SUPPLIED MATERIAL:
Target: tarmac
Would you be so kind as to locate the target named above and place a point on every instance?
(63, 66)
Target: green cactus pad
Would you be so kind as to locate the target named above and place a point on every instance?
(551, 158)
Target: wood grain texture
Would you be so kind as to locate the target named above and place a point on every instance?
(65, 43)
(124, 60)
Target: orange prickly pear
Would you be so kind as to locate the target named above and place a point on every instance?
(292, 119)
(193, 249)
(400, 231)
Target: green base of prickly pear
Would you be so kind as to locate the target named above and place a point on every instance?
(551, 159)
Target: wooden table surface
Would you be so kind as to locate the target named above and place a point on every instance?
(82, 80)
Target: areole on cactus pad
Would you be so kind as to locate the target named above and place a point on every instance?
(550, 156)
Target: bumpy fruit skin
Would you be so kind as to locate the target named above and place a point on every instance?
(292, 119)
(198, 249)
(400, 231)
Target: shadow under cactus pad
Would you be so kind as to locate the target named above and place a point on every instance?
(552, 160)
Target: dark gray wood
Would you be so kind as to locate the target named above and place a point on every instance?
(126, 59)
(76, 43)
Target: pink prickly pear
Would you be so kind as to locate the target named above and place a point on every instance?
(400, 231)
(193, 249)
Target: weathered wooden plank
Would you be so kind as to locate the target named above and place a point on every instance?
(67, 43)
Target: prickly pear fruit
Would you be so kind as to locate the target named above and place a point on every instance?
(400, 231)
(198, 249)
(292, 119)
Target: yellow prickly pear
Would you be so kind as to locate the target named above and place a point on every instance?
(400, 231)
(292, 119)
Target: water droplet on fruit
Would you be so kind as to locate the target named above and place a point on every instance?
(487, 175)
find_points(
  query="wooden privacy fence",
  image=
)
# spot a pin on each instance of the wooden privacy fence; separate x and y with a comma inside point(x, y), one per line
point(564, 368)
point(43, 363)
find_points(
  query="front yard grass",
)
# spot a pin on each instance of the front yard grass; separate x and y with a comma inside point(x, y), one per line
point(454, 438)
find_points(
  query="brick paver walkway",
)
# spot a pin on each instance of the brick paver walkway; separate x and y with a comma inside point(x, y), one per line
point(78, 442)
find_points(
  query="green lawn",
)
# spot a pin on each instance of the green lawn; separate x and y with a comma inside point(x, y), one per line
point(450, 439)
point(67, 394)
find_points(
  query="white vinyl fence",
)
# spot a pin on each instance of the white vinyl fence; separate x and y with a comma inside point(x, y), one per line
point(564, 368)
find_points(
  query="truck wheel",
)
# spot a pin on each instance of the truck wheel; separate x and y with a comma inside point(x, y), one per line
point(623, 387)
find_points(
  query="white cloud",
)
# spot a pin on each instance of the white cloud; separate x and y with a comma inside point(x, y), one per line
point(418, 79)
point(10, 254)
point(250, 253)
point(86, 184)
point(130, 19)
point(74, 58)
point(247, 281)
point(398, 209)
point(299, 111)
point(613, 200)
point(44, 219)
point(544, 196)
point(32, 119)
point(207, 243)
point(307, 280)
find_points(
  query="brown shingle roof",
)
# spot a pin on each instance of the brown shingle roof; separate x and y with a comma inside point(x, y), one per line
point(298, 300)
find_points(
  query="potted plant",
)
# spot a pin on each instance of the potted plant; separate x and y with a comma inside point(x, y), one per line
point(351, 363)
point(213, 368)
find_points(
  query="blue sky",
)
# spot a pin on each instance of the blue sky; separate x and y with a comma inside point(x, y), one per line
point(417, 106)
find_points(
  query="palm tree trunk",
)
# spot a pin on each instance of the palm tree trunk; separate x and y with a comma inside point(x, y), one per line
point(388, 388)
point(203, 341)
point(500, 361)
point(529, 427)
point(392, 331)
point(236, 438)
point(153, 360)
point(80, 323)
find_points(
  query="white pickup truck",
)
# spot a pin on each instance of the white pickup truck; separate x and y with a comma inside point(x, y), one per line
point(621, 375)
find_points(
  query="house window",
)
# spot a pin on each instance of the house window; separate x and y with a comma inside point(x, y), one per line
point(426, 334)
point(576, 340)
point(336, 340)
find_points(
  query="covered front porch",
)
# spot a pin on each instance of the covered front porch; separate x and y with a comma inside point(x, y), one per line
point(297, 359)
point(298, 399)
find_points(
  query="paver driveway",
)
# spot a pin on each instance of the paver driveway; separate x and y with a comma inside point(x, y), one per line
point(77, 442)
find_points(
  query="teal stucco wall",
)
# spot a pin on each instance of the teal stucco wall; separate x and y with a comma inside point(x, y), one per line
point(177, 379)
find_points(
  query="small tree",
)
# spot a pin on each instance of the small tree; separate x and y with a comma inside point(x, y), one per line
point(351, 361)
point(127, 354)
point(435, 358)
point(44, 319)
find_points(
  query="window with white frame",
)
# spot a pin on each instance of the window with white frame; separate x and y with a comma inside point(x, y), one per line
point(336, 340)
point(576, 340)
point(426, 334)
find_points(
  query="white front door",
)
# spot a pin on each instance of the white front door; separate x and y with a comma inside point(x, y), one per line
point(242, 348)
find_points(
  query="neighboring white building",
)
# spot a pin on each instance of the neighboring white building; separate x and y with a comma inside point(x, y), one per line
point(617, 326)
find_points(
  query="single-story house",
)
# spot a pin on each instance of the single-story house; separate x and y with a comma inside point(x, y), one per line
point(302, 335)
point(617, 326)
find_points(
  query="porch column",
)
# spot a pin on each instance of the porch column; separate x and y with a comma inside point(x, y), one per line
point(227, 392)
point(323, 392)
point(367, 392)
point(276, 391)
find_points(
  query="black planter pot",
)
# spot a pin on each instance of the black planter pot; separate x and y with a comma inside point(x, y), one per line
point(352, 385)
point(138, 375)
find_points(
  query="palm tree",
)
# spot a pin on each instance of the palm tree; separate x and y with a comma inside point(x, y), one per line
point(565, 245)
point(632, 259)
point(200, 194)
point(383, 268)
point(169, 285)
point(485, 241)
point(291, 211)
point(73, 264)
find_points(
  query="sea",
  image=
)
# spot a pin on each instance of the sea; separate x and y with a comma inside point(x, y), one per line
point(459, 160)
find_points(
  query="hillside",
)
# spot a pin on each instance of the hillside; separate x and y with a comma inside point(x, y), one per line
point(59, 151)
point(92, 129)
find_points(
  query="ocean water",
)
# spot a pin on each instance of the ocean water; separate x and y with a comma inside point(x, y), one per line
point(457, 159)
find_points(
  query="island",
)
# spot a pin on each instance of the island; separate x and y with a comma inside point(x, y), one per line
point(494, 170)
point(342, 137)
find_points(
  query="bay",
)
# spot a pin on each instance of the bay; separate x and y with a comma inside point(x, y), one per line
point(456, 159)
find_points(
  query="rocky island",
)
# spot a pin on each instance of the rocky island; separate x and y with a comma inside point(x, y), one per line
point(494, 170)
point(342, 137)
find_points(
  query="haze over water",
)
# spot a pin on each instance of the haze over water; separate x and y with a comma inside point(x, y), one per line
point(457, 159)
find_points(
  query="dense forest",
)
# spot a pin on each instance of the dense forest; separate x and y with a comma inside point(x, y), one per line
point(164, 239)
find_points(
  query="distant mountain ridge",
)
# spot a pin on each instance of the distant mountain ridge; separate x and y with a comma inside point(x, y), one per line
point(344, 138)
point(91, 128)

WHAT YOU SHOULD DO: Print out every record, character for character.

ANSWER FOR THE TASK:
Target: tarmac
Would you be so kind as to locate the target named above and place a point on every instance?
(63, 66)
Target: green cactus pad
Would you be so kind as to locate the target named above and place a point on every instance?
(551, 158)
Target: wood grain texture
Would you be so kind as to locate the target named above and place a point on every instance?
(65, 43)
(124, 60)
Target: orange prickly pear
Would you be so kind as to locate the target named above and place a point on every instance?
(292, 119)
(193, 249)
(400, 231)
Target: green base of prickly pear
Would you be so kind as to locate the target named above and place a point on every instance?
(551, 159)
Target: wooden table surface
Would you be so kind as to locate the target named above and place a point on every instance?
(82, 80)
Target: areole on cactus pad
Would you be so kind as to locate the target named above and place a point on every instance?
(550, 156)
Target: bumpy fruit skin
Would you be so kind as to locate the target named above and place a point on every instance?
(292, 119)
(198, 249)
(400, 231)
Target: shadow under cactus pad
Would you be so kind as to locate the target named above and place a point on every instance?
(552, 160)
Target: dark gray wood
Would you be so kind as to locate the target named above and place a point on every instance?
(126, 59)
(76, 43)
Target: pink prickly pear
Would you be so kind as to locate the target named above and place a point on every instance?
(400, 231)
(193, 249)
Target: weathered wooden plank
Would you be so kind as to locate the target named above and place a point on every instance?
(67, 43)
Target: prickly pear fruit
Would you be so kind as to locate the target named above and place a point on every instance?
(400, 231)
(198, 249)
(292, 119)
Target: yellow prickly pear
Would you be so kind as to locate the target named above and place a point on every instance?
(400, 231)
(292, 119)
Target: water droplet on fruit
Would you be so kind as to locate the target named above and place a point on every instance?
(487, 175)
find_points(
  query="wooden privacy fence",
  image=
)
# spot a pin on each instance of the wooden privacy fence; separate x and y with a comma inside point(x, y), one per line
point(564, 368)
point(43, 363)
find_points(
  query="front yard grass",
)
# spot a pin on each instance of the front yard grass; separate x and y with a comma inside point(x, y), one per line
point(454, 438)
find_points(
  query="brick paver walkway",
)
# spot a pin on each instance of the brick paver walkway; separate x and y with a comma inside point(x, y), one per line
point(78, 442)
find_points(
  query="green lawn",
)
# spot a pin on each instance of the green lawn; separate x and y with a comma inside point(x, y), one per line
point(450, 439)
point(67, 394)
find_points(
  query="white vinyl fence",
)
# spot a pin on each instance of the white vinyl fence; separate x and y with a comma inside point(x, y), one per line
point(564, 368)
find_points(
  query="truck wheel",
)
# spot a pin on each instance of the truck wheel; separate x and y with a comma inside point(x, y), one per line
point(623, 387)
find_points(
  query="white cloud",
)
# spot a pin on each instance of the white cloud; separate x and y with a comma inside point(x, y), one per line
point(418, 79)
point(10, 254)
point(250, 253)
point(86, 184)
point(130, 19)
point(74, 58)
point(247, 281)
point(398, 209)
point(299, 111)
point(613, 200)
point(44, 219)
point(544, 196)
point(32, 119)
point(207, 243)
point(307, 280)
find_points(
  query="brown shingle roof",
)
# spot a pin on each instance of the brown shingle roof; separate x and y with a comma inside point(x, y), one per line
point(298, 300)
find_points(
  query="potted plant",
)
# spot a pin on each instance of the potted plant; separate x and y with a comma inside point(x, y), one per line
point(351, 363)
point(213, 368)
find_points(
  query="blue sky",
)
# spot a pin on each instance of the blue sky; separate x and y with a comma inside point(x, y), one per line
point(417, 106)
find_points(
  query="palm tree trunk",
)
# spot a pin on each instance of the palm tree trunk; separate x and y with a comma inside point(x, y), one per line
point(388, 388)
point(203, 341)
point(500, 361)
point(529, 427)
point(392, 331)
point(236, 438)
point(153, 360)
point(80, 323)
find_points(
  query="white pickup truck",
)
# spot a pin on each instance of the white pickup truck; separate x and y with a comma inside point(x, y), one per line
point(621, 375)
find_points(
  query="house window",
)
# spot a pin on each instance of the house window; separate x and y with a comma inside point(x, y), one per line
point(426, 334)
point(576, 340)
point(336, 340)
find_points(
  query="covered front porch",
)
# spot a pin on each instance of the covered front porch; separate x and y with a comma inside point(x, y), one per line
point(297, 359)
point(298, 399)
find_points(
  query="paver driveway",
)
# spot a pin on each instance of the paver driveway; separate x and y with a comma inside point(x, y), one per line
point(77, 442)
find_points(
  query="teal stucco wall",
)
# spot a pin on each instance of the teal stucco wall; separate x and y with a comma inside point(x, y), one per line
point(177, 379)
find_points(
  query="small tree",
)
# spot a pin on each instance of the small tree; separate x and y with a comma inside point(x, y), one per line
point(351, 361)
point(127, 354)
point(435, 358)
point(44, 319)
find_points(
  query="window with white frame",
)
# spot a pin on each instance of the window with white frame; separate x and y with a comma inside point(x, y), one per line
point(336, 340)
point(576, 340)
point(426, 334)
find_points(
  query="white front door",
)
# spot a pin on each instance of the white front door; separate x and y with a comma inside point(x, y), one per line
point(242, 348)
find_points(
  query="neighboring white building",
)
# spot a pin on each instance of the neighboring white building; separate x and y with a comma inside point(x, y), one per line
point(617, 326)
find_points(
  query="single-story house",
)
# spot a pin on each instance of the single-story house; separate x and y with a comma inside point(x, y), one per line
point(302, 335)
point(617, 326)
find_points(
  query="porch column",
)
# spot a pin on each instance of the porch column; separate x and y with a comma inside point(x, y), one per line
point(227, 392)
point(323, 392)
point(367, 392)
point(276, 391)
find_points(
  query="black planter pot",
)
# spot a pin on each instance of the black planter pot; separate x and y with a comma inside point(x, y), one per line
point(352, 385)
point(138, 375)
find_points(
  query="palm tree",
)
# spot a pin on each instance of the palm tree; separate x and y with a comma inside point(x, y), one per line
point(565, 245)
point(632, 259)
point(200, 194)
point(383, 268)
point(169, 285)
point(485, 241)
point(291, 211)
point(73, 264)
find_points(
  query="sea",
  image=
)
# spot a pin on each instance of the sea; separate x and y with a comma inside point(x, y), one per line
point(459, 160)
find_points(
  query="hillside",
)
# spot a pin on each instance of the hillside; separate x and y with a comma inside point(x, y), one per line
point(59, 151)
point(92, 129)
find_points(
  query="ocean water",
)
# spot a pin on each instance of the ocean water; separate x and y with a comma inside point(x, y), one per line
point(457, 159)
find_points(
  query="island",
)
# spot a pin on each instance of the island; separate x and y with a comma inside point(x, y), one per line
point(494, 170)
point(342, 137)
find_points(
  query="bay",
)
# spot a pin on each instance of the bay; separate x and y with a comma inside point(x, y), one per line
point(456, 159)
find_points(
  query="rocky island",
)
# spot a pin on each instance of the rocky island; separate x and y with a comma inside point(x, y), one per line
point(494, 170)
point(342, 137)
find_points(
  query="haze over water",
)
# spot a pin on each instance of the haze over water; separate x and y with a comma inside point(x, y), one per line
point(457, 159)
find_points(
  query="dense forest",
)
# spot a pin on each instance of the dense forest; separate x and y with a comma inside point(x, y), one per line
point(164, 239)
find_points(
  query="distant mountain ridge",
)
# spot a pin on each instance of the distant mountain ridge; separate x and y with a comma inside point(x, y), one per line
point(344, 138)
point(91, 128)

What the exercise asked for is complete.